_WHAT THIS TASK INVOLVES_: In the records below, copy the line that contains "of the person" and each line after it, word for word, through the last.

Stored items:
+---+

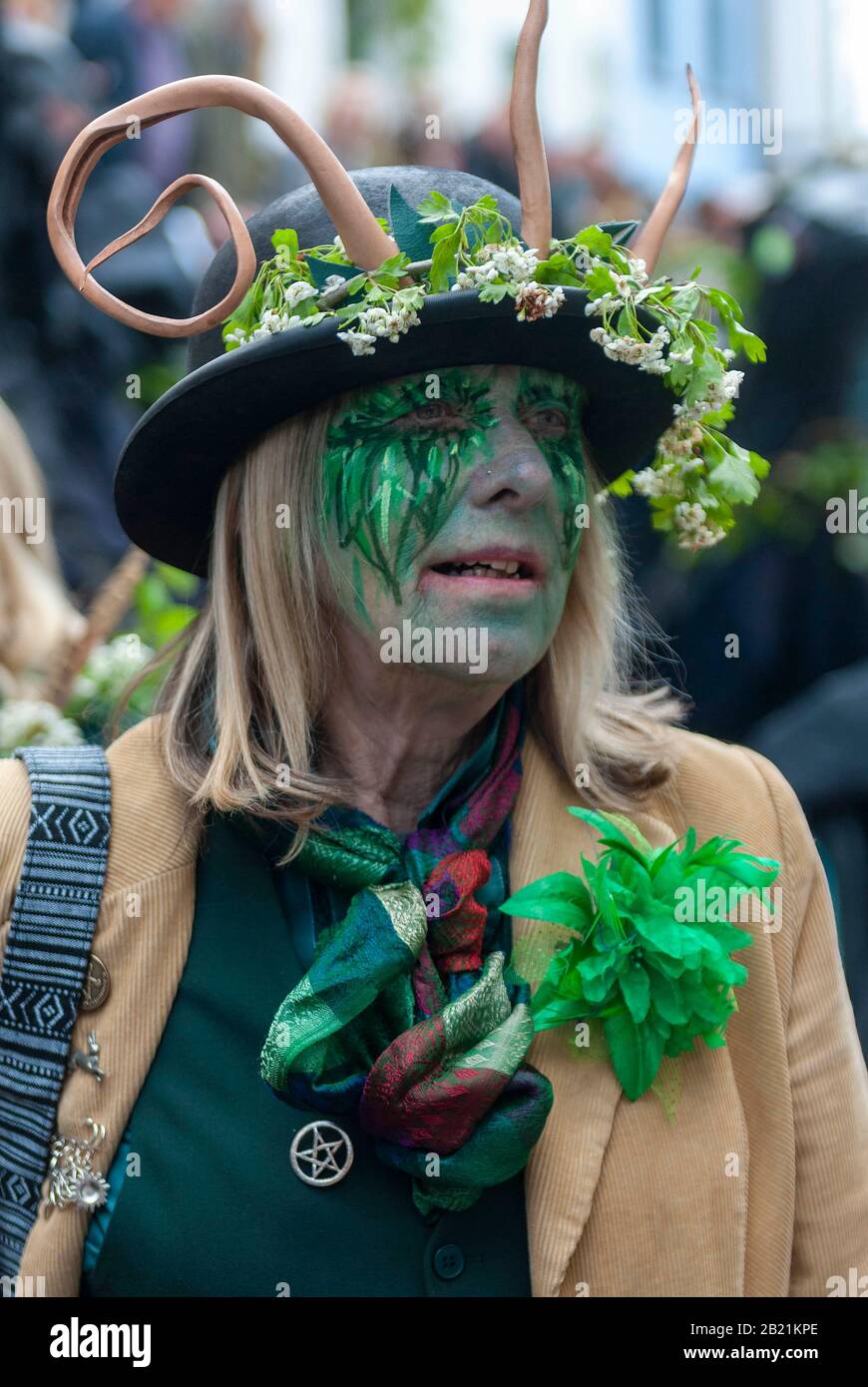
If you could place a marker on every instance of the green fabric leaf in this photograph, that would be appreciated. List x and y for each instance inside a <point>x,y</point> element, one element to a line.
<point>561,898</point>
<point>636,989</point>
<point>636,1050</point>
<point>665,996</point>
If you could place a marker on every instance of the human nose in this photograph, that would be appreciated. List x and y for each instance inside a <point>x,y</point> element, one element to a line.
<point>516,475</point>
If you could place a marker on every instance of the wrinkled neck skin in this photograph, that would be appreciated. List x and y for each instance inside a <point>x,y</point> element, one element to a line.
<point>424,479</point>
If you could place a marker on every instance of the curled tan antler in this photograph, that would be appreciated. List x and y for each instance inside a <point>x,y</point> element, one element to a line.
<point>650,241</point>
<point>529,148</point>
<point>365,240</point>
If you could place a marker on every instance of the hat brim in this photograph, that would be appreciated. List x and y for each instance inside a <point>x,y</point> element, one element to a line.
<point>181,450</point>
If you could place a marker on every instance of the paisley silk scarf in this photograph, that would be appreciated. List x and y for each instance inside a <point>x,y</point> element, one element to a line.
<point>402,1017</point>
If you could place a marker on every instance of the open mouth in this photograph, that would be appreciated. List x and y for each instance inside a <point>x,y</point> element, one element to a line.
<point>498,570</point>
<point>502,569</point>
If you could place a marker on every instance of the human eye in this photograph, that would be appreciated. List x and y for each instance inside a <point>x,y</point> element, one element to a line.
<point>548,420</point>
<point>433,413</point>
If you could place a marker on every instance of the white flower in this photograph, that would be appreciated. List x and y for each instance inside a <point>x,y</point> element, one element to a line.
<point>297,292</point>
<point>537,301</point>
<point>28,722</point>
<point>361,344</point>
<point>694,529</point>
<point>600,305</point>
<point>658,482</point>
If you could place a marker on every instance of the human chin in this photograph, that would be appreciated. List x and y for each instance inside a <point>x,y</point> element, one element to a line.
<point>512,619</point>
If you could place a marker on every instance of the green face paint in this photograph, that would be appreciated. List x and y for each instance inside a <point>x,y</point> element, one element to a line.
<point>540,391</point>
<point>390,486</point>
<point>395,457</point>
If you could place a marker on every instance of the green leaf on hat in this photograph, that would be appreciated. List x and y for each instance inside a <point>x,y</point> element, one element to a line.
<point>411,233</point>
<point>320,270</point>
<point>620,231</point>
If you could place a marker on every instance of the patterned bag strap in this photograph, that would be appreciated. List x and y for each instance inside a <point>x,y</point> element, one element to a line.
<point>45,967</point>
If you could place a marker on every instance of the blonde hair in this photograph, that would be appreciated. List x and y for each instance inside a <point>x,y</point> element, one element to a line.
<point>36,619</point>
<point>242,697</point>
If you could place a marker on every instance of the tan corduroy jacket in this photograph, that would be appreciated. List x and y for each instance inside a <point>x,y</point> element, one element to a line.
<point>760,1183</point>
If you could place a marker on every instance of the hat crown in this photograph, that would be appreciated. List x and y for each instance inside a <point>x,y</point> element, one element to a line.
<point>302,211</point>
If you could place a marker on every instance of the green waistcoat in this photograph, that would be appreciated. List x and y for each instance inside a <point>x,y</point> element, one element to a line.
<point>204,1200</point>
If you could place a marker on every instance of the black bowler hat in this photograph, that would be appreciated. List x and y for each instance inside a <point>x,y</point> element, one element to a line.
<point>178,454</point>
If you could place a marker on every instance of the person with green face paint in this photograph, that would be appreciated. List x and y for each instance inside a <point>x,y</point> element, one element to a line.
<point>456,501</point>
<point>381,968</point>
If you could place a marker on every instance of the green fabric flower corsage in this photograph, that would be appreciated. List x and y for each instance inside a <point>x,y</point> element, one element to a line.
<point>651,948</point>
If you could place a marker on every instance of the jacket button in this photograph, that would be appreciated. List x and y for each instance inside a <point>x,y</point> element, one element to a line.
<point>448,1261</point>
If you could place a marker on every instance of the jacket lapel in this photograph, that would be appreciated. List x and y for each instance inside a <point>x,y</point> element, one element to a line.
<point>566,1162</point>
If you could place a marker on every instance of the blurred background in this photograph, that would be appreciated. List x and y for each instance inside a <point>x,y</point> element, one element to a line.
<point>768,633</point>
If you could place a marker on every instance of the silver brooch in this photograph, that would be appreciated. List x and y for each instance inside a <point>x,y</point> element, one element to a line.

+---+

_EXERCISE SOLUTION_:
If you could place a marker on every instance of the person with green face paint in this photograph, that would be appreciated. List x and y for each instance inside a <point>x,y</point> element, one element to a line.
<point>456,501</point>
<point>381,968</point>
If you could place a marker on every instance of the green fabric flower corsage in this photograph, that would be appreciated. List x and y for each instance inside a <point>x,y</point> element, one element to a line.
<point>651,948</point>
If you could place a marker on every instance of the jacket button in this photograph, that would be appreciated. List x and y for each instance inside a <point>x,y</point> element, one element to a line.
<point>448,1261</point>
If you could place a marker on every instance of the jacket lapel in this photograph, that would be appreciated. List x and y for each instance inside a <point>x,y</point> element, one element to a line.
<point>566,1162</point>
If you could place a marker on every instance of the blurred background in this photograph, that would be appreciated. List x and y for each instance inside a <point>x,y</point> element, one element to a line.
<point>768,633</point>
If you could place a marker on every instance of the silver brooch in this photograph, that would be appreciated. List x and y for each instance inside a <point>x,y</point> element, one element to a line.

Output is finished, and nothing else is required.